--- START OF Input material ---

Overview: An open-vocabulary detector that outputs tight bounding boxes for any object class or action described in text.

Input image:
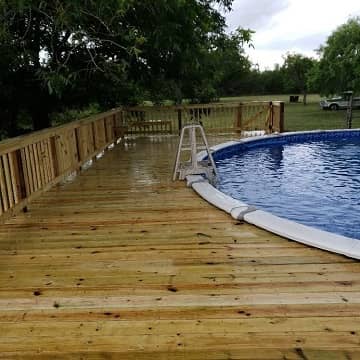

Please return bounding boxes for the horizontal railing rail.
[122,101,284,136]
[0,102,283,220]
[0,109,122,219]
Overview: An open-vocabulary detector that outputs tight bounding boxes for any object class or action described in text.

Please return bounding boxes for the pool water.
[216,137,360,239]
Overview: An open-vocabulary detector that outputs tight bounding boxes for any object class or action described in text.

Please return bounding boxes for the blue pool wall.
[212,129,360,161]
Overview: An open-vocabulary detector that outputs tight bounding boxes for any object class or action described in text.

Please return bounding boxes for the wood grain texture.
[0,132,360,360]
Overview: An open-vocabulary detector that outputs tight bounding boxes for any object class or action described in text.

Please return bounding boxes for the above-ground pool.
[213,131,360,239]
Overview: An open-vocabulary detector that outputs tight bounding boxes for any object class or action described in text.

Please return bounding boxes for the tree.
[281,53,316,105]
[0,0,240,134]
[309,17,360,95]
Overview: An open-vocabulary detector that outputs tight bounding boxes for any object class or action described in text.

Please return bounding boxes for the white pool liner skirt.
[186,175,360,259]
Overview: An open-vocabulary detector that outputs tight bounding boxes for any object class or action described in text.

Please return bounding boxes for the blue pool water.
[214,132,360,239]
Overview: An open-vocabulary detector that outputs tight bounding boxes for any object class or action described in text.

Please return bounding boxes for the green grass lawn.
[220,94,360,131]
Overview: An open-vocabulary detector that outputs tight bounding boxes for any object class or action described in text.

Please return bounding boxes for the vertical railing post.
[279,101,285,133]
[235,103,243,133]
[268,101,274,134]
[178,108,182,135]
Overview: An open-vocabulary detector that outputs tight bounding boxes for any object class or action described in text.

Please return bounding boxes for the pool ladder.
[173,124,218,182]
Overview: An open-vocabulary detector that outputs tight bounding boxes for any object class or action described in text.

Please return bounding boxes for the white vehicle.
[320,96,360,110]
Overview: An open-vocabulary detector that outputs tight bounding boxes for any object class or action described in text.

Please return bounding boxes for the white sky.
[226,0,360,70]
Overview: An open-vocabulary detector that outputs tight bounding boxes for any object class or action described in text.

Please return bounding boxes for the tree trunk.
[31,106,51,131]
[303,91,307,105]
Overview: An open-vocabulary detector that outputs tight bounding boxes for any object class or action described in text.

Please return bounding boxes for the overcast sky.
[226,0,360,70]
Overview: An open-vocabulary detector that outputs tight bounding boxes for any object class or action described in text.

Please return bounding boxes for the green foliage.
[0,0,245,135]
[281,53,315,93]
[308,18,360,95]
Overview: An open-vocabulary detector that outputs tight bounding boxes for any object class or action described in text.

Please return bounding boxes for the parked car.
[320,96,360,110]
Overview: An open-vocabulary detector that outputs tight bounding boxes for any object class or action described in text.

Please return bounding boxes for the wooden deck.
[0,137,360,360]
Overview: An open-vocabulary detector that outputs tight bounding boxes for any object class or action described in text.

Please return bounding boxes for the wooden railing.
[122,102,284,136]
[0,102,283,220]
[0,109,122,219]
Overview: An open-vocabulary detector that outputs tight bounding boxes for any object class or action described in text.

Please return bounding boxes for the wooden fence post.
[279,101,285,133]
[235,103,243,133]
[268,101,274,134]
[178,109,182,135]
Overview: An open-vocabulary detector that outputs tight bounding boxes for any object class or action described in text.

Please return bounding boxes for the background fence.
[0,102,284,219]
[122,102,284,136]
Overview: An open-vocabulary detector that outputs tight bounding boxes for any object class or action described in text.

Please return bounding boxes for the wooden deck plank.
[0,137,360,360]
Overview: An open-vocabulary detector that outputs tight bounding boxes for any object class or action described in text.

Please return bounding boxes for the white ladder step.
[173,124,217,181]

--- END OF Input material ---

__Exercise goal__:
Convert the records above into a numbered list with one line per item, omitting blank lines and the picture.

__Result__:
1. Overview: An open-vocabulary detector that outputs tight bounding boxes for any object class or action described in text.
2. Input image:
3. Please return bounding boxes for the horizontal railing rail.
4. [122,101,284,136]
5. [0,102,283,220]
6. [0,109,122,219]
7. Overview: An open-vocabulary detector that outputs tight bounding boxes for any object class or action described in text.
8. Please return bounding boxes for the pool water.
9. [216,137,360,239]
10. Overview: An open-vocabulary detector that outputs tight bounding boxes for any object class or action described in text.
11. Please return bounding boxes for the blue pool wall.
12. [212,129,360,161]
13. Overview: An open-vocabulary detector that outputs tight bounding boxes for any object class or action described in text.
14. Please return bounding boxes for the wood grain texture.
15. [0,132,360,360]
16. Overview: An open-vocabulary detector that outputs tight bounding boxes for any object class or action described in text.
17. Please return bounding boxes for the above-ground pool.
18. [213,131,360,239]
19. Overview: An open-vocabulary detector that outputs tight bounding boxes for any object class or action described in text.
20. Please return bounding boxes for the tree.
21. [281,53,316,105]
22. [0,0,240,134]
23. [309,17,360,95]
24. Overview: An open-vocabulary detector that outputs tight bounding boxes for any object class or action described in text.
25. Please return bounding boxes for the white pool liner skirt.
26. [186,175,360,259]
27. Overview: An open-vocabulary detector that outputs tight bounding boxes for any object class or action described in text.
28. Please return bounding boxes for the blue pool water.
29. [214,132,360,239]
30. Overview: An open-vocabulary detector that outputs tight bounding boxes for any object class or action described in text.
31. Please return bounding boxes for the green grass lawn.
32. [220,94,360,131]
33. Overview: An open-vocabulary detector that outputs tight bounding boxes for any object class or action described in text.
34. Please return bounding boxes for the vertical railing post.
35. [279,101,285,133]
36. [235,103,243,133]
37. [268,101,274,134]
38. [178,108,182,135]
39. Overview: An open-vocabulary detector that outputs tight bounding boxes for any object class or action described in text.
40. Please return bounding boxes for the pool ladder.
41. [173,124,218,182]
42. Overview: An open-vocabulary detector that outputs tight bounding boxes for any object class or action described in text.
43. Please return bounding boxes for the white vehicle.
44. [320,96,360,110]
45. Overview: An open-vocabulary detector that outputs tight bounding boxes for any object class or action described in text.
46. Please return bounding boxes for the white sky.
47. [226,0,360,70]
48. Overview: An open-vocabulary detector that outputs tight bounding boxes for any object class or action described in text.
49. Please return bounding boxes for the tree trunk.
50. [31,106,51,131]
51. [303,91,307,105]
52. Overview: An open-vocabulary detector that outputs tight bounding boxes for any object class or action described in text.
53. Please return bounding boxes for the overcast sky.
54. [226,0,360,70]
55. Overview: An open-vocabulary detector that outputs tight bounding boxes for any object class or action described in text.
56. Please return bounding boxes for the green foliage.
57. [0,0,245,135]
58. [281,53,315,93]
59. [308,18,360,95]
60. Overview: An open-vocabulary detector that outputs tight bounding boxes for any object class or action described in text.
61. Please return bounding boxes for the parked car.
62. [320,96,360,110]
63. Overview: An open-vocabulary detector that outputs tight bounding boxes for any object class or action described in text.
64. Please return bounding boxes for the wooden deck.
65. [0,137,360,360]
66. Overview: An open-vocabulary detector that outputs tight bounding boxes for any object class or action described in text.
67. Please return bounding boxes for the wooden railing.
68. [122,102,284,136]
69. [0,102,283,220]
70. [0,109,122,219]
71. Overview: An open-vocabulary detector that outputs tight bounding boxes for any object class or action described in text.
72. Please return bounding boxes for the wooden fence post.
73. [279,101,285,133]
74. [235,103,243,133]
75. [268,101,274,134]
76. [178,109,182,135]
77. Overview: An open-vocabulary detector that outputs tight bounding boxes for any object class or action described in text.
78. Please return bounding boxes for the background fence.
79. [0,102,284,219]
80. [122,102,284,136]
81. Overview: An open-vocabulary detector that outputs tight bounding boxes for any object class or action described in text.
82. Please return bounding boxes for the wooden deck plank.
83. [0,137,360,360]
84. Overview: An open-vocabulary detector that outputs tight bounding boxes for any object class or action described in text.
85. Please return bounding boxes for the white ladder step.
86. [173,124,217,181]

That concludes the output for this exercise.